> _READING PASSAGE_
Why become dependent on a service that can walk away at any time? How many
times have people been screwed by net schemes that folded ... just for music
alone?

Then there's the security question. How many stores and banks have lost
millions of customer accounts to hackers? I can protect my stuff better than
you can ... simply because _it matters to me_ more than it will ever matter to
you ... but also because my storage is part of the _diffuse_ cloud of all
users, not the _concentrated_ cloud of a few giants with big bullseyes painted
on them.

------
sh1mmer
To repost the comment I made on the article:

I think this is an unfair comparison and Cory is oversimplifying. For example:

 _"Rather than buying a hard-drive once and paying nothing – apart from the
electricity bill – to run it, you can buy cloud storage and pay for those
sectors every month."_

Files stored on services like Amazon are split among many hard-drives to
protect from data-loss should any single drive fail. Not only that, but data
is also replicated in multiple sites to protect from a geographic or network
disaster in a single location. More than that, the cloud-provider is assuming
the cost for any failed hardware in running this setup, the cost of paying
someone to physically replace the hard-drives.

(Records from a collection)
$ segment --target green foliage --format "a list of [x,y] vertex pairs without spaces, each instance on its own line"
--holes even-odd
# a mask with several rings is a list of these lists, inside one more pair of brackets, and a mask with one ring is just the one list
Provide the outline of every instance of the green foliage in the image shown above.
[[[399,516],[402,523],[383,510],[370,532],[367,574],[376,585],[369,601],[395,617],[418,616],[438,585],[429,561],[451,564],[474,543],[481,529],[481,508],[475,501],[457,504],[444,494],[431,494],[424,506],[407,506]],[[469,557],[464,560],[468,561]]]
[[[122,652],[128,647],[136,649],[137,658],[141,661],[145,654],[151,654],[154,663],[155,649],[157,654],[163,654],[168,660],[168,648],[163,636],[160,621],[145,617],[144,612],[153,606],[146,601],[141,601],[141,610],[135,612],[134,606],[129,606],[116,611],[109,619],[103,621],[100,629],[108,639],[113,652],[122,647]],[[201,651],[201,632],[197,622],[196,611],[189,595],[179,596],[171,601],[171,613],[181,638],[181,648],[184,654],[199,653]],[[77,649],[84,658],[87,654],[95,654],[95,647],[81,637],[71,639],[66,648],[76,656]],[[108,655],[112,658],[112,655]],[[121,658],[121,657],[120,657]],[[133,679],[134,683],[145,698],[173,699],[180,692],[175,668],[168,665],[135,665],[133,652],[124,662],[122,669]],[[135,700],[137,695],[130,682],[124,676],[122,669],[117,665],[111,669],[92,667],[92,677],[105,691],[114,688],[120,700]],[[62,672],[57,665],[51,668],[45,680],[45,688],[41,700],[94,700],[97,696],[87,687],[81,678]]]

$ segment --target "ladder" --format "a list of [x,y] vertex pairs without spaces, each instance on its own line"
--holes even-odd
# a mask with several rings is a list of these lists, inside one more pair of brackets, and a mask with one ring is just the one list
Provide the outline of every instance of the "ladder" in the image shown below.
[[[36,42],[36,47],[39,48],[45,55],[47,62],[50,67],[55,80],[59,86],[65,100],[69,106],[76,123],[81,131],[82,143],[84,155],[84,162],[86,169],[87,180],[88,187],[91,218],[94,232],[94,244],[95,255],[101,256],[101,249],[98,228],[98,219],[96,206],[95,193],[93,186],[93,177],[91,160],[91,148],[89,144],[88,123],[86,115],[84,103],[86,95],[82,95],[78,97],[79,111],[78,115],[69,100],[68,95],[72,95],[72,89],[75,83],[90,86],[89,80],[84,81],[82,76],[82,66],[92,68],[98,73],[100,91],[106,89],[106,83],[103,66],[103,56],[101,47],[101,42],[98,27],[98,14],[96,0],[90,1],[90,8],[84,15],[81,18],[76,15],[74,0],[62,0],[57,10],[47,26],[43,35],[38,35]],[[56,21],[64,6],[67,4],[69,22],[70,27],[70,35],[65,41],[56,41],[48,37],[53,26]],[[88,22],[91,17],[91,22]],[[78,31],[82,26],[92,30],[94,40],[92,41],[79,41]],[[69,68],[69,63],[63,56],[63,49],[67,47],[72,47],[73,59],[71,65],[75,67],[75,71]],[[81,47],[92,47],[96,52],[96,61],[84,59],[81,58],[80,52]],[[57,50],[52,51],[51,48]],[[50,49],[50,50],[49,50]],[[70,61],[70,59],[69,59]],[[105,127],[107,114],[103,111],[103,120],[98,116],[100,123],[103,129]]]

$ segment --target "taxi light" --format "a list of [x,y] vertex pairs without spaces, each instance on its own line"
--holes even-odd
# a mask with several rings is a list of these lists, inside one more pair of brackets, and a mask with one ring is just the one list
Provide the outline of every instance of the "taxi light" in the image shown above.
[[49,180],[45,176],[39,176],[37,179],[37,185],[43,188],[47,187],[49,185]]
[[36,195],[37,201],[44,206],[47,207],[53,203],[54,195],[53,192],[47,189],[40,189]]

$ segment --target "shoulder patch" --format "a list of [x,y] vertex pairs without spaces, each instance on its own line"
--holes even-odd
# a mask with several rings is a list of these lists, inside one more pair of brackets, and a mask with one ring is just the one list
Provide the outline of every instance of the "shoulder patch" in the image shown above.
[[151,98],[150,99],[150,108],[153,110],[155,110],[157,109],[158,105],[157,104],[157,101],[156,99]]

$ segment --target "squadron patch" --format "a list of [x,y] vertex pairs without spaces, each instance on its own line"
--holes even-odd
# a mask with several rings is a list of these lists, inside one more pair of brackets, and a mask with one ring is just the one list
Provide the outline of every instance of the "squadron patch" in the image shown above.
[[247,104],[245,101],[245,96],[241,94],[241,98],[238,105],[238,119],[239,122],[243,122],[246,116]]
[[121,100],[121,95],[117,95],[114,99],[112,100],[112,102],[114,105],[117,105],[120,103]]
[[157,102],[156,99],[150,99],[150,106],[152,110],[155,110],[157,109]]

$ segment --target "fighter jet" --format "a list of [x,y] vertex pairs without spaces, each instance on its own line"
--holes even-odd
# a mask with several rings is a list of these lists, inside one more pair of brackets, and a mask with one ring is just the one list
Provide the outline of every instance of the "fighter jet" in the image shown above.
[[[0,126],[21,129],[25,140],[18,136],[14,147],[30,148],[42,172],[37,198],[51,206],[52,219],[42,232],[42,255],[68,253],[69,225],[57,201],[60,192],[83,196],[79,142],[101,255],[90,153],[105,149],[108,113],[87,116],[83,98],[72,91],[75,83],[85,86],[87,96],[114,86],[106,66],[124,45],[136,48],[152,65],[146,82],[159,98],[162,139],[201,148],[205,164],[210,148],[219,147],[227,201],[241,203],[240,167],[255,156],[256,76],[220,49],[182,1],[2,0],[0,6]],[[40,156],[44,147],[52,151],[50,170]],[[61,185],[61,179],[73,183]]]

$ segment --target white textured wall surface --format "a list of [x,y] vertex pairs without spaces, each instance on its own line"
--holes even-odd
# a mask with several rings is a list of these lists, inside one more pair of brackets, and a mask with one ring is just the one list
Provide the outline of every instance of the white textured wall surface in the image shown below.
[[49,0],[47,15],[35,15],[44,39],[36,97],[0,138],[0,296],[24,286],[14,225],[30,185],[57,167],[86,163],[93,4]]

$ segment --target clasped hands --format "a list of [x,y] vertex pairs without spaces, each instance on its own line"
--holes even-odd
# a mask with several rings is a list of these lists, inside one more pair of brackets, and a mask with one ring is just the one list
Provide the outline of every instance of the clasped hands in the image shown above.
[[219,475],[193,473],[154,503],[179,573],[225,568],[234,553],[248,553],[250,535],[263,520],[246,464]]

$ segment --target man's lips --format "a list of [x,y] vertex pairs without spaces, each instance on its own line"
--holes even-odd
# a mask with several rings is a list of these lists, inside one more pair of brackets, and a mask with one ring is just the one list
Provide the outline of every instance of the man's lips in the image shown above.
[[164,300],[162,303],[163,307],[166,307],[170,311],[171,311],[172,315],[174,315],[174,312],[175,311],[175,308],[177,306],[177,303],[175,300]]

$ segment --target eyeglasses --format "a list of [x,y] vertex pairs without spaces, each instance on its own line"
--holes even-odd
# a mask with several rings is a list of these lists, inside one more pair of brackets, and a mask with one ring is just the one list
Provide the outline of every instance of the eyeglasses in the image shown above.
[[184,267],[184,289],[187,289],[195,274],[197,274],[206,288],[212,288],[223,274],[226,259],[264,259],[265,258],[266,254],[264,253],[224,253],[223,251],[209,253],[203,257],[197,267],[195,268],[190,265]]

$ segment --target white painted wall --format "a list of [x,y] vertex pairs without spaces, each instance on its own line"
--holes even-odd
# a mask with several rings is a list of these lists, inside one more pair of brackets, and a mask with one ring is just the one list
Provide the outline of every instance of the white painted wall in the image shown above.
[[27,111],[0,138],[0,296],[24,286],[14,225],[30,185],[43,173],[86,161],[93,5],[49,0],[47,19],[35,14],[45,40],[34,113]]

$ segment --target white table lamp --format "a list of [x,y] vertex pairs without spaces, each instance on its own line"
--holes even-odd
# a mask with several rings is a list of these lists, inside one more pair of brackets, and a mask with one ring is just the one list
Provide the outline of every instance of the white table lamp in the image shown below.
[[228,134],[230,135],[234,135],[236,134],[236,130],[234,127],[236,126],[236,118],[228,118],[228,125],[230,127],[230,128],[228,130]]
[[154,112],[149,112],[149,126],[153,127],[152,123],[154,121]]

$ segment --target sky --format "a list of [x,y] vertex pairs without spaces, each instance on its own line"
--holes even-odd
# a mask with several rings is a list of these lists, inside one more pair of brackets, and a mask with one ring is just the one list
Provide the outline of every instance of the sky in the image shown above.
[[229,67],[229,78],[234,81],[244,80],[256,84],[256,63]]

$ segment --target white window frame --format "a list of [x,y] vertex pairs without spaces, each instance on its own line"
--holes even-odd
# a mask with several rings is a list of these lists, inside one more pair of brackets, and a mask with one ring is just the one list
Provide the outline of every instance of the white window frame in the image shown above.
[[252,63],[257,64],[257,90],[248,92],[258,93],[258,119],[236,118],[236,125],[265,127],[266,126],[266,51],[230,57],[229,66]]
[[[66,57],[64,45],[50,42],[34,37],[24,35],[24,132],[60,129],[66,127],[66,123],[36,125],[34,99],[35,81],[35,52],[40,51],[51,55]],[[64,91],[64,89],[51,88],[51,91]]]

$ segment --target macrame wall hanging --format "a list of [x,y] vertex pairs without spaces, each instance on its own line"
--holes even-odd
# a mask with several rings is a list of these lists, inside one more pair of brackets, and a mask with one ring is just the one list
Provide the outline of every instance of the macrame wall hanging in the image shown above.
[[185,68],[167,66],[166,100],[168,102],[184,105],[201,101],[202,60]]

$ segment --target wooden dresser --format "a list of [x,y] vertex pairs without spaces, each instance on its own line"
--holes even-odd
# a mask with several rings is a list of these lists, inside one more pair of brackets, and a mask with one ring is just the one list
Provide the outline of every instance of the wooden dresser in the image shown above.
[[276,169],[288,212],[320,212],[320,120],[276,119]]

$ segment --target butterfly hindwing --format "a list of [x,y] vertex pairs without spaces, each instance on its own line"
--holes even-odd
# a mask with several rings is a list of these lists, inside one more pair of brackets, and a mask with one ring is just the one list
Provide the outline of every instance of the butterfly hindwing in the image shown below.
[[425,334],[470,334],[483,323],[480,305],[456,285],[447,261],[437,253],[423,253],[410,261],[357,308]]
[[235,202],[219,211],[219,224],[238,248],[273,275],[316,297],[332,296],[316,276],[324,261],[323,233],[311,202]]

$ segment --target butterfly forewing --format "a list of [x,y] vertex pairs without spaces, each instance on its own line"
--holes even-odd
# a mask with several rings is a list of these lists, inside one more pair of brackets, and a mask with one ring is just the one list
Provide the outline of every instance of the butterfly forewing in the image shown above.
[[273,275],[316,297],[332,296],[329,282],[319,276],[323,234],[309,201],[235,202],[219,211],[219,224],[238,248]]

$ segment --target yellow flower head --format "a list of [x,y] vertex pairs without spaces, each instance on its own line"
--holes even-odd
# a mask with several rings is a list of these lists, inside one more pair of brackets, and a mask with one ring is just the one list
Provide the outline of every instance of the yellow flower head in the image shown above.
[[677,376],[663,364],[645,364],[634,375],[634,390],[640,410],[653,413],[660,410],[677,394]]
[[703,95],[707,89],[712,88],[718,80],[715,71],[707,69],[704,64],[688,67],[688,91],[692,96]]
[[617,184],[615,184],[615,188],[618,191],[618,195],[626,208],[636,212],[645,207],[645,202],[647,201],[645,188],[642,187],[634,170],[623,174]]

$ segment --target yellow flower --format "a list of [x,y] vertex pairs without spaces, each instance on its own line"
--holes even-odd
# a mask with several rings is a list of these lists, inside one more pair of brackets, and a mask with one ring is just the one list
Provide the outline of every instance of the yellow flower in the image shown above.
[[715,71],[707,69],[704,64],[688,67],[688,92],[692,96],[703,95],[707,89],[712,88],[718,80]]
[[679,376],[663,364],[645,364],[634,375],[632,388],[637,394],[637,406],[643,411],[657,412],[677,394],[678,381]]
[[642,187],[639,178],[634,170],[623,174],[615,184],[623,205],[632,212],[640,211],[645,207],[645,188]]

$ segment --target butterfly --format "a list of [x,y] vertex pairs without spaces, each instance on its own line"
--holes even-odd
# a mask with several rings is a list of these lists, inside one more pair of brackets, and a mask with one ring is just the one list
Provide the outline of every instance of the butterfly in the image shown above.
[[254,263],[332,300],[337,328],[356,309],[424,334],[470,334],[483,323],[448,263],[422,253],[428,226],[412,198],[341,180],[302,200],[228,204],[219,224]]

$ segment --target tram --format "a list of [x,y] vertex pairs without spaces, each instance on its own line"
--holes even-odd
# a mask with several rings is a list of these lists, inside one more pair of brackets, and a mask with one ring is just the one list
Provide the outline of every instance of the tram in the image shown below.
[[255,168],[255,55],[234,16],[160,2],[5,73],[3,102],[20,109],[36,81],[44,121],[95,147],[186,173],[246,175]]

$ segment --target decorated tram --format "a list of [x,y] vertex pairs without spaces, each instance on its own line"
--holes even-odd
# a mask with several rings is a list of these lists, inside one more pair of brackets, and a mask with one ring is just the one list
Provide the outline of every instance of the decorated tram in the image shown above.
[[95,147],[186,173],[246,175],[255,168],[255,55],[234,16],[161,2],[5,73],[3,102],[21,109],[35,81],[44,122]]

> _DESCRIPTION OF THE TASK_
Pick up the forum thread on cloud storage versus owning your own drives right where it stops, and write what comes next.

> _RIGHT ANSWER_
That's just the part which keeps the data safe. What about the availability?
If you keep your data at home in a desk-drawer then you can't access it on the
road. With a cloud service you are getting always-on, always-available data
access, with guaranteed levels of speed which will be far in excess of the
capability of domestic broadband connections (in which the upstream connection
is throttled).

So while I agree that there is a definitely cost difference between cloud
services and buying and running your own hardware, the cost is associated with
real tangible value, it's up to you to decide if that value is worthwhile.
Personally, I value that my backup service in the cloud will not loose my
data. I can't say the same for the USB hard-drive on my desktop.

------
3pt14159
In some countries depreciating a storage server takes multiple years, while
paying $50 for a service does not.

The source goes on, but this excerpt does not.